■ **WHAT IS EXPECTED**
Update everything from the start of the items down to the line containing "xmin=413 ymin=192 xmax=595 ymax=344", with "automation pipeline" replaced by "annotation pipeline" and nothing else changed. Leave the pictures out of your answer.

Dataset entries
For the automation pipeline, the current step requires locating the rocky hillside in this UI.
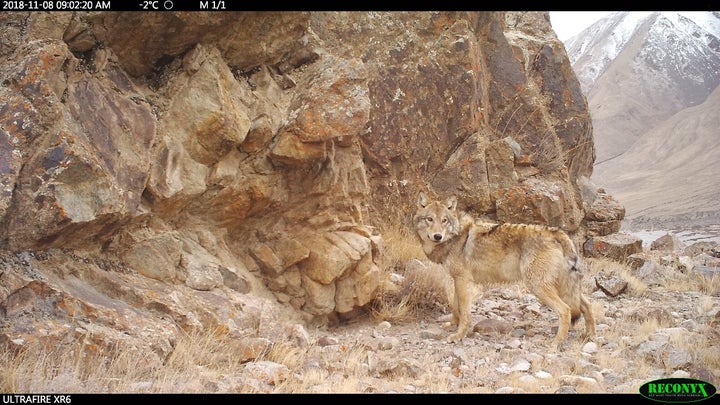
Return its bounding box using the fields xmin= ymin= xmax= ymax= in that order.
xmin=566 ymin=11 xmax=720 ymax=229
xmin=0 ymin=12 xmax=624 ymax=372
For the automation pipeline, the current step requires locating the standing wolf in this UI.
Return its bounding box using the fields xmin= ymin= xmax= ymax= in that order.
xmin=413 ymin=192 xmax=595 ymax=344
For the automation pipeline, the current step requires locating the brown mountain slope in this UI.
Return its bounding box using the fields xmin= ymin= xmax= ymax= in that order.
xmin=593 ymin=83 xmax=720 ymax=228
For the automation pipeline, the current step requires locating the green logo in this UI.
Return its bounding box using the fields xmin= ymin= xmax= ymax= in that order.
xmin=639 ymin=378 xmax=717 ymax=403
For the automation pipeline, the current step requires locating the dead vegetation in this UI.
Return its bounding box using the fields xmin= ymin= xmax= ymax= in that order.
xmin=0 ymin=227 xmax=720 ymax=393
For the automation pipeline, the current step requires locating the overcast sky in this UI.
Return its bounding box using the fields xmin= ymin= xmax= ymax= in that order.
xmin=550 ymin=11 xmax=614 ymax=41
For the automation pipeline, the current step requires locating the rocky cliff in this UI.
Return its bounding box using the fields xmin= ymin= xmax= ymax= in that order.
xmin=0 ymin=12 xmax=623 ymax=361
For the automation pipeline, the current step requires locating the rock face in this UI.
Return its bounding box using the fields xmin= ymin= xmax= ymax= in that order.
xmin=0 ymin=12 xmax=608 ymax=357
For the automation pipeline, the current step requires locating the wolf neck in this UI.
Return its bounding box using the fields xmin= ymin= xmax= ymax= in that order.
xmin=423 ymin=212 xmax=474 ymax=263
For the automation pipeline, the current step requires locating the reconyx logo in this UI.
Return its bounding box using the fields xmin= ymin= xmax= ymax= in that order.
xmin=639 ymin=378 xmax=717 ymax=403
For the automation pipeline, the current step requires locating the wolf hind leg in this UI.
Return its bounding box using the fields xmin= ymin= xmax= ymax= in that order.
xmin=533 ymin=285 xmax=572 ymax=346
xmin=447 ymin=277 xmax=470 ymax=343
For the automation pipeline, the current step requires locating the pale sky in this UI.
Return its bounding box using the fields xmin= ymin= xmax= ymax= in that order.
xmin=550 ymin=11 xmax=614 ymax=41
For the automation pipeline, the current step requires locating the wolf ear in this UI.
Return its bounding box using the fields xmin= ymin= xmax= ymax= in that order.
xmin=418 ymin=191 xmax=428 ymax=208
xmin=445 ymin=196 xmax=457 ymax=211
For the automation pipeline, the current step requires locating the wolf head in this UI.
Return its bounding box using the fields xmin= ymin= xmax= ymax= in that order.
xmin=413 ymin=192 xmax=460 ymax=246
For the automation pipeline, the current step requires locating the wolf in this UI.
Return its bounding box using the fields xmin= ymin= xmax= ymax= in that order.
xmin=413 ymin=192 xmax=595 ymax=346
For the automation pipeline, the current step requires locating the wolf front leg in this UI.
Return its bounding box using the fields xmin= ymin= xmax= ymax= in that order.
xmin=447 ymin=276 xmax=470 ymax=343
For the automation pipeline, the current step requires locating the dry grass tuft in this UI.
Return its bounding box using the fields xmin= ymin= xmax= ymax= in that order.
xmin=372 ymin=227 xmax=452 ymax=321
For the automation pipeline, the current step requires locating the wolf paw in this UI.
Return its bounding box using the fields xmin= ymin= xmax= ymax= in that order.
xmin=447 ymin=333 xmax=465 ymax=343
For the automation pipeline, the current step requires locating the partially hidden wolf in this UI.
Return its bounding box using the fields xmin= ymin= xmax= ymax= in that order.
xmin=413 ymin=193 xmax=595 ymax=345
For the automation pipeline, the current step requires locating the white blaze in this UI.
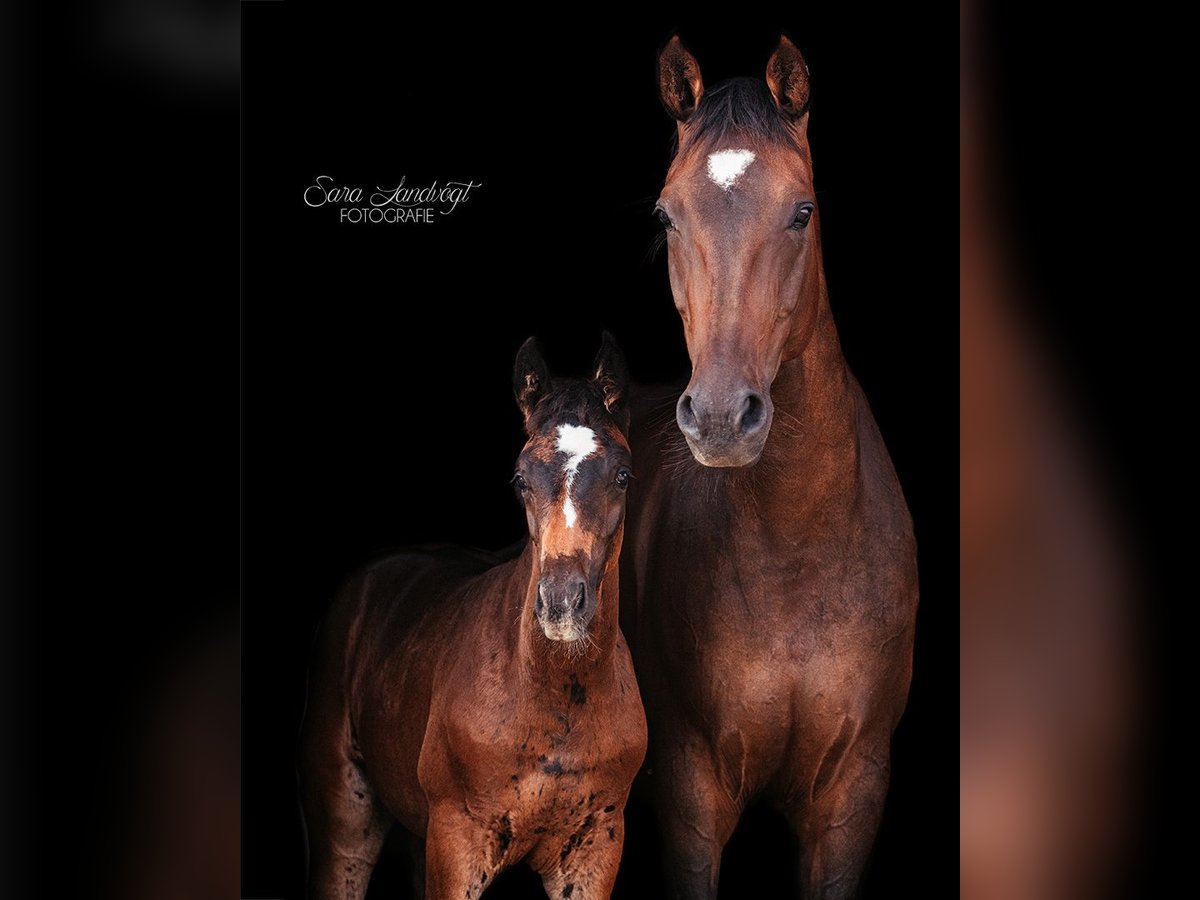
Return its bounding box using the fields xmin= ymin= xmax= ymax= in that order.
xmin=556 ymin=425 xmax=599 ymax=528
xmin=708 ymin=150 xmax=754 ymax=191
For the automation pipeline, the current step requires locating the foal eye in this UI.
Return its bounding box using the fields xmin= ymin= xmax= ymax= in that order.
xmin=788 ymin=203 xmax=812 ymax=232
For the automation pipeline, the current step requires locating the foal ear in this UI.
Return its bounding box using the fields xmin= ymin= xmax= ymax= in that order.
xmin=659 ymin=35 xmax=704 ymax=122
xmin=767 ymin=35 xmax=809 ymax=121
xmin=512 ymin=337 xmax=550 ymax=422
xmin=592 ymin=331 xmax=629 ymax=430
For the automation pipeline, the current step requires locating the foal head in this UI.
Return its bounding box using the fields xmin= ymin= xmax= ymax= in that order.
xmin=512 ymin=334 xmax=632 ymax=641
xmin=655 ymin=37 xmax=822 ymax=466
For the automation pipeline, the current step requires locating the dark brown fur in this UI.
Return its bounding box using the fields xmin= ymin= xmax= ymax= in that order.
xmin=301 ymin=340 xmax=646 ymax=900
xmin=622 ymin=38 xmax=917 ymax=898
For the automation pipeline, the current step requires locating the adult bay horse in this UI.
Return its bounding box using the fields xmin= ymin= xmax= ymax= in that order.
xmin=622 ymin=37 xmax=917 ymax=898
xmin=301 ymin=335 xmax=646 ymax=900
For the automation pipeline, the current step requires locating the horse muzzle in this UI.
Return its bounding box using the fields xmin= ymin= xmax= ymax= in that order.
xmin=534 ymin=572 xmax=596 ymax=641
xmin=676 ymin=380 xmax=775 ymax=468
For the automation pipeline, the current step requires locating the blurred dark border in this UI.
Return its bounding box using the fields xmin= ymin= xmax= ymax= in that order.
xmin=17 ymin=0 xmax=239 ymax=898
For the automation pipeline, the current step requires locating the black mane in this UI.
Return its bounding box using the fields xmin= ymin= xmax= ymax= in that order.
xmin=678 ymin=78 xmax=803 ymax=158
xmin=527 ymin=378 xmax=625 ymax=436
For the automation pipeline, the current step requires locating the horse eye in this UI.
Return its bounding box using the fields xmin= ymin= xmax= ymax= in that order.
xmin=790 ymin=203 xmax=812 ymax=230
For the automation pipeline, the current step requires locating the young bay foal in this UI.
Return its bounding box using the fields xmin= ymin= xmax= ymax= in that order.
xmin=622 ymin=38 xmax=917 ymax=898
xmin=301 ymin=335 xmax=646 ymax=900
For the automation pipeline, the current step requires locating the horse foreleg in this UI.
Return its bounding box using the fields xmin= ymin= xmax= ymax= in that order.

■ **OUTPUT BELOW**
For the annotation pipeline, the current step requires locating the rocky hillside in this UI.
Return its bounding box using the fields xmin= ymin= xmax= ymax= in that order.
xmin=566 ymin=11 xmax=720 ymax=229
xmin=0 ymin=12 xmax=624 ymax=372
For the annotation pipeline, the current step requires locating the standing wolf in this UI.
Return its bounding box using the fields xmin= ymin= xmax= ymax= in that order.
xmin=413 ymin=192 xmax=595 ymax=344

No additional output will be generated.